▶

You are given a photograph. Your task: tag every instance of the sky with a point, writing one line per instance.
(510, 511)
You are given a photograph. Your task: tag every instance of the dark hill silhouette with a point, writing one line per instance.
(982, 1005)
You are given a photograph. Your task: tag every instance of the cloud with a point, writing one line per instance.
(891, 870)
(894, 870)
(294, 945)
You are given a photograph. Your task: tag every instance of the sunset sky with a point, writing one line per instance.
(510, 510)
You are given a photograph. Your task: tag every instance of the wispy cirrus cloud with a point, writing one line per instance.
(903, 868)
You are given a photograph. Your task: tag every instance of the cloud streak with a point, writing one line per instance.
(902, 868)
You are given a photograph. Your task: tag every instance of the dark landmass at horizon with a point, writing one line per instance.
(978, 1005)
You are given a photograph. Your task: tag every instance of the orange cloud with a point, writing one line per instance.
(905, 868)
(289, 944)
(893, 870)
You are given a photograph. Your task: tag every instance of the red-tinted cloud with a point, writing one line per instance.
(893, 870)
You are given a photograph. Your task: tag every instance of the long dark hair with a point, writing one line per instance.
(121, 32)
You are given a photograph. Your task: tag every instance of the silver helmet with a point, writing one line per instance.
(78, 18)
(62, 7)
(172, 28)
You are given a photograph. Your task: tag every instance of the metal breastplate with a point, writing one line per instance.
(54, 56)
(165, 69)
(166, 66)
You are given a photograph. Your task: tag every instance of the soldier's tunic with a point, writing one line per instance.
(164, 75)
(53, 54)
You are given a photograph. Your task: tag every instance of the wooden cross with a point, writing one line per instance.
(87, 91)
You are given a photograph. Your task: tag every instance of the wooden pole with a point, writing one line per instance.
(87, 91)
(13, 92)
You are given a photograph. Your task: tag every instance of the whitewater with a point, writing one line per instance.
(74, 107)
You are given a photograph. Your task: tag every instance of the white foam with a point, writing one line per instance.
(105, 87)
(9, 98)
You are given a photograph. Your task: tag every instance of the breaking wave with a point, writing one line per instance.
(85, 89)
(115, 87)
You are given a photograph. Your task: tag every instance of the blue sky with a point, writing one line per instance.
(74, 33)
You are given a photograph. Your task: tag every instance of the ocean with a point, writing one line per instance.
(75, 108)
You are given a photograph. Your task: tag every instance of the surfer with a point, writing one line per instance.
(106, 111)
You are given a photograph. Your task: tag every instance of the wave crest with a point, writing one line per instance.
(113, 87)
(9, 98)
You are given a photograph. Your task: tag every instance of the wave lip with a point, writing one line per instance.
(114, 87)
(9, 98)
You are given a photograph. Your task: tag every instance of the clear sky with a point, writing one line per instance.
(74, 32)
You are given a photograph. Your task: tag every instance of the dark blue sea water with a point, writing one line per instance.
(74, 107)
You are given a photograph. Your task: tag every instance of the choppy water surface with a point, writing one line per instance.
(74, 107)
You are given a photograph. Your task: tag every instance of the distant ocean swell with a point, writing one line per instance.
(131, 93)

◀
▶

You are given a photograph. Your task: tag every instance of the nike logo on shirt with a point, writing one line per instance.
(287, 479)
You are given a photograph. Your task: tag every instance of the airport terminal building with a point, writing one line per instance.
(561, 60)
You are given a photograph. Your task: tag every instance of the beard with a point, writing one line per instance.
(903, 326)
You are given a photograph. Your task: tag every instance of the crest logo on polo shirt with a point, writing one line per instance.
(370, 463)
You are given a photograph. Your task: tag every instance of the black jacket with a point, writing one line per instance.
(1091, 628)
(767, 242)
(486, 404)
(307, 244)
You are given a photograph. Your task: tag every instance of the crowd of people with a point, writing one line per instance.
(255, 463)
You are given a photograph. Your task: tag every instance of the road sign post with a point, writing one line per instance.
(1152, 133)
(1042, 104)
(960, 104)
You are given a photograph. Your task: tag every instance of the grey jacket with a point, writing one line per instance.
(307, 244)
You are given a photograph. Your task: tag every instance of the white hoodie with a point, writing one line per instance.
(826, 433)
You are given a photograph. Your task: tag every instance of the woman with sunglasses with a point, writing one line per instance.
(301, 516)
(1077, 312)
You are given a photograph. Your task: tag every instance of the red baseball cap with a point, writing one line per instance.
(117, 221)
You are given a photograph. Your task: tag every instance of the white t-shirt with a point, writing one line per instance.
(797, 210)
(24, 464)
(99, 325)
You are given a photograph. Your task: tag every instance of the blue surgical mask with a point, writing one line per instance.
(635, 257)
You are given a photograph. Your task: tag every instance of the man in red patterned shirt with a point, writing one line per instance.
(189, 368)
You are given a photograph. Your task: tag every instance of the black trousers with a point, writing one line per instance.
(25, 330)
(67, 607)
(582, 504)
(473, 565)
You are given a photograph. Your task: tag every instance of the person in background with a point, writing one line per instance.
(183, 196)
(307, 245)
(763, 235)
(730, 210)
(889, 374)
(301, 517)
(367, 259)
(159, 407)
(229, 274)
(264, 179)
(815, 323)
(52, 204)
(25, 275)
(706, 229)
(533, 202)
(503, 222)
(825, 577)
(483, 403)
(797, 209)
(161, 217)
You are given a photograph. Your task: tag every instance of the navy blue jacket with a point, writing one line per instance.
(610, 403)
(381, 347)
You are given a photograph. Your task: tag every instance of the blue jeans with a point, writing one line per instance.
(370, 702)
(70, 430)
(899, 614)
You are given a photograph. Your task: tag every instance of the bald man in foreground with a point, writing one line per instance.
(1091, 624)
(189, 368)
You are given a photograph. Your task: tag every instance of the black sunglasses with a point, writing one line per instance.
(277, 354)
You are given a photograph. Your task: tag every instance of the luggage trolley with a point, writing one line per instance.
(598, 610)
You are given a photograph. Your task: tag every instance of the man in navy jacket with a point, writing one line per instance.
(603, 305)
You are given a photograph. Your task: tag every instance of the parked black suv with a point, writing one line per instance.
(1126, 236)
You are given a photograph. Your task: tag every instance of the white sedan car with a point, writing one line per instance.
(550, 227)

◀

[TO DO] Rewrite the records starting at the line that contains "the sky with" and ending at the line that contains "(982, 1005)", swapping "dark hill silhouette" for "dark ridge silhouette" and leaving everything else unchanged. Give only those lines.

[FINISHED TASK]
You are given a photograph. Your task: tag every instance of the sky with a point, writing one line per instance.
(510, 511)
You are given a photograph. Your task: tag every instance of the dark ridge silhouette with a point, writing one line per instance.
(982, 1005)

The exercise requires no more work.